## GIVEN TEXT

┄┄┄┄┄┄┄┄┄┄

481 So. 2d 80 | Fla. Dist. Ct. App. | 1986
BARRY HINNANT, INC., Appellant,
v.
Frances M. SPOTTSWOOD, Appellee.
District Court of Appeal of Florida, First District.
Gayle Smith Swedmark of Madigan, Parker, Gatlin, Swedmark & Skelding, Tallahassee, for appellant.
Carol S. Haughwout of Fonvielle & Hinkle, Tallahassee, for appellee.
ERVIN, Judge.
This is an appeal from a judgment denying specific performance of a contract to convey real property, entered on the ground that the terms of the option to purchase were vague and ambiguous, thereby making the contract's terms unenforceable. Our review of the record, however, convinces us that the issue on which the lower court based its final judgment had previously been litigated and decided adversely to appellee's position. Pursuant, therefore, to the doctrines of res judicata and law of the case, the judgment is reversed with directions.
In 1976, appellee Spottswood's broker, Harvey Borum, negotiated a lease with appellant, a used car dealer, for the lease of one-half of a certain parcel of land located in Duval County, owned by Spottswood. The property leased is improved with a paved lot and building. The lease agreement, executed on July 16, 1976, contained the following provision:
9. The parties of the second part are hereby given an option to purchase the entire parcel owned by the party of the first part at any time during this or subsequent leases between these parties at a price not to exceed $125,000.00 with a down payment not to exceed $25,000.00. It is agreed that in the event of a sale this transaction would be handled through the present rental or sales agent as follows:*81 WILKERSON & BORUM, INC. 327 Beach Boulevard Jacksonville Beach, Florida 32250
(emphasis supplied)

┄┄┄┄┄┄┄┄┄┄

## Pointing dataset records
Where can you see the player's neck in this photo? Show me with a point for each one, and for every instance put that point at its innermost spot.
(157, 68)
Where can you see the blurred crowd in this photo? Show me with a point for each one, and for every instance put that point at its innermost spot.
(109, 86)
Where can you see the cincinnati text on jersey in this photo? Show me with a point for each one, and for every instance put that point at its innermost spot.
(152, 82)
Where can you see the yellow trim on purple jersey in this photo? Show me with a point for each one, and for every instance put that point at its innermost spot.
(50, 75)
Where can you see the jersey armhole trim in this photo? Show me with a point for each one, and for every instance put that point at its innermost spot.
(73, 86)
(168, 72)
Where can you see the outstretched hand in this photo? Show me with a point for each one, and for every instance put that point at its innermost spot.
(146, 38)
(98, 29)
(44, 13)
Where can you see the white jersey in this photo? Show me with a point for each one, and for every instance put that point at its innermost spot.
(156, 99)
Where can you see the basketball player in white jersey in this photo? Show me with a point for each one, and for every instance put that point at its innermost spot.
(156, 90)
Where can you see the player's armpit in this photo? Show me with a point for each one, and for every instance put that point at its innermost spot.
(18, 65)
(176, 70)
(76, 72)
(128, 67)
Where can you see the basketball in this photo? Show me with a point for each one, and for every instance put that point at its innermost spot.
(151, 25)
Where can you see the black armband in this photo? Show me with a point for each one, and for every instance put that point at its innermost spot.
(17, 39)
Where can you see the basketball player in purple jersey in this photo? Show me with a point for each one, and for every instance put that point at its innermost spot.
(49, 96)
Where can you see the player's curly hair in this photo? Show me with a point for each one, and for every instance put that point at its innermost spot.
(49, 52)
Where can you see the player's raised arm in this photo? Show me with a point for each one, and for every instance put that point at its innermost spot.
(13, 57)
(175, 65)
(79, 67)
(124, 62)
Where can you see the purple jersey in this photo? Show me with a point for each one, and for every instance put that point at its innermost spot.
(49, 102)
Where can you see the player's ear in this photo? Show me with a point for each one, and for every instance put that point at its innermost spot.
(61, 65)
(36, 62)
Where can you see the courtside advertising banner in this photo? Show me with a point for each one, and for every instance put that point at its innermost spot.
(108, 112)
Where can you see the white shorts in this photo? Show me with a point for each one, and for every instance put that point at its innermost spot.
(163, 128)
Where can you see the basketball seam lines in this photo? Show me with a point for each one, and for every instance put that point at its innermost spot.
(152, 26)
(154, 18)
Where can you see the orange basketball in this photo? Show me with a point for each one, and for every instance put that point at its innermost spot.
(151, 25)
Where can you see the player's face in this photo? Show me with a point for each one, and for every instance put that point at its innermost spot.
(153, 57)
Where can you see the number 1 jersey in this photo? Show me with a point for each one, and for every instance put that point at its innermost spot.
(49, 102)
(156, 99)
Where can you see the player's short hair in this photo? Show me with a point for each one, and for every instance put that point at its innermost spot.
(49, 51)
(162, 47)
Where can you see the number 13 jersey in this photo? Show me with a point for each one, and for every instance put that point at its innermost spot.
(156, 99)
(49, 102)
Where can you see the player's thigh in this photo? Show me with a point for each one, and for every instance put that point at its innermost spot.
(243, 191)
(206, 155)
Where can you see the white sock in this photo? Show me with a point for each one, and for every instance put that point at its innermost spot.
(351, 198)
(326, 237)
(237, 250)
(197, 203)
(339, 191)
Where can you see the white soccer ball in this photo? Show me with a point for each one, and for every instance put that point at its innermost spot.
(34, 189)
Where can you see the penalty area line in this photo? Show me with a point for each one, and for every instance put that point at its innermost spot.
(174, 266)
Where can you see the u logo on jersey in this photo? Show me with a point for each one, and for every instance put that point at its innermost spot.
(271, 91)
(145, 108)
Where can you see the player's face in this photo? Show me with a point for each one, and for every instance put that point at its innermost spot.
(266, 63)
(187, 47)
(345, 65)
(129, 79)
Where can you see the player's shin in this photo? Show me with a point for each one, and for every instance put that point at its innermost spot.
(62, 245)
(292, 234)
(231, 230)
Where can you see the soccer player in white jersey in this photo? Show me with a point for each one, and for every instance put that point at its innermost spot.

┄┄┄┄┄┄┄┄┄┄

## EXERCISES
A: According to the court opinion, on what date was the lease agreement executed?
B: Say whether each statement agrees with the court opinion: (i) The appellant is a used car dealer. (ii) The lease covered the whole parcel owned by Spottswood. (iii) The option set a purchase price of no more than $125,000.00.
C: Return the stretch of the court opinion from "Gayle Smith Swedmark" through "reversed with directions.".

## RESULTS OF THE TASKS
A: July 16, 1976.

B:
(i) Yes: "appellant, a used car dealer"
(ii) No: "for the lease of one-half of a certain parcel of land"
(iii) Yes: "at a price not to exceed $125,000.00"

C:
Gayle Smith Swedmark of Madigan, Parker, Gatlin, Swedmark & Skelding, Tallahassee, for appellant.
Carol S. Haughwout of Fonvielle & Hinkle, Tallahassee, for appellee.
ERVIN, Judge.
This is an appeal from a judgment denying specific performance of a contract to convey real property, entered on the ground that the terms of the option to purchase were vague and ambiguous, thereby making the contract's terms unenforceable. Our review of the record, however, convinces us that the issue on which the lower court based its final judgment had previously been litigated and decided adversely to appellee's position. Pursuant, therefore, to the doctrines of res judicata and law of the case, the judgment is reversed with directions.